Ejercicios:
- A) En el texto sobre Henry Swinburne, ¿en qué año entró él en España?
- B) Continúa el texto sobre el viaje de Henry Swinburne por España desde donde termina.

Fragmento del texto:

HENRY SWINBURNE
HENRY SWINBURNE, cuarto hijo de sir John Swinburne, hijo, por tanto, de la aristocracia inglesa, entretuvo sus años y sus ocios juveniles, unas veces estudiando en las mejores universidades europeas y otras recorriendo en compañía de su fiel amigo sir Thomas Gascoigne los países y ciudades del viejo continente. Por fin, sentó cabeza cuando su padre le buscó un puesto de subastador en la recién adquirida colonia de Trinidad, aunque el trabajo no le duró demasiado, puesto que al poco tiempo murió de una insolación.
Swinburne y su inseparable amigo Gascoigne entraron en España por los Pirineos el año de gracia de 1774, cuando nuestro protagonista contaba treinta y un años de edad. Los dos amigos bajaron desde la Junquera hasta Barcelona. De allí, por toda la costa mediterránea, y pasando por Tarragona, Valencia, Alicante, Murcia y Baza, llegaron a Granada, se acercaron a la serranía de Málaga tras los pasos de la leyenda romántica de los bandoleros, fondearon en la bahía de Cádiz y en el peñón de
Gibraltar y, entrando ya en tierra firme, atravesaron Sevilla, Córdoba y Despeñaperros, cruzaron la meseta de La Mancha y entraron en Madrid por su puerta más excelsa: la de Aranjuez.

Bloque de datos:
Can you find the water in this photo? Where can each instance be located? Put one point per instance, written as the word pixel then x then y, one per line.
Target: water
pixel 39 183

Respuestas:
- A) En 1774.

- B)
Swinburne, al parecer, tenía gran interés en visitar el Real Sitio, no tanto por conocerlo, cuanto porque allí tenía en aquel entonces su residencia oficial el rey Carlos III, el cual había gastado millones de doblones en mejorar y embellecer la ciudad del Tajo. Allí recalaron, pues, Swinburne y su amigo Thomas Gascoigne tras varias duras jornadas a través de la meseta de La Mancha y se emplearon con entusiasmo en recorrer los jardines, comer en los emparrados, acudir a la ópera o al teatro por las noches y cortejar a las cortesanas. Un mes, nada más y nada menos, demoraron la estancia en Aranjuez, invitados por el embajador británico lord Grantham, e incluso por el propio Carlos III, el cual, enfrascado en lo único que de verdad le interesaba, esto es, la práctica de la caza, tuvo aún tiempo de interesarse, en palabras de Swinburne, "sobre si habíamos tenido algún tipo de dificultades en nuestro viaje, si nos habían enseñado esto y lo otro y si algo nos faltaba para que el lugar nos resultase aún más acogedor".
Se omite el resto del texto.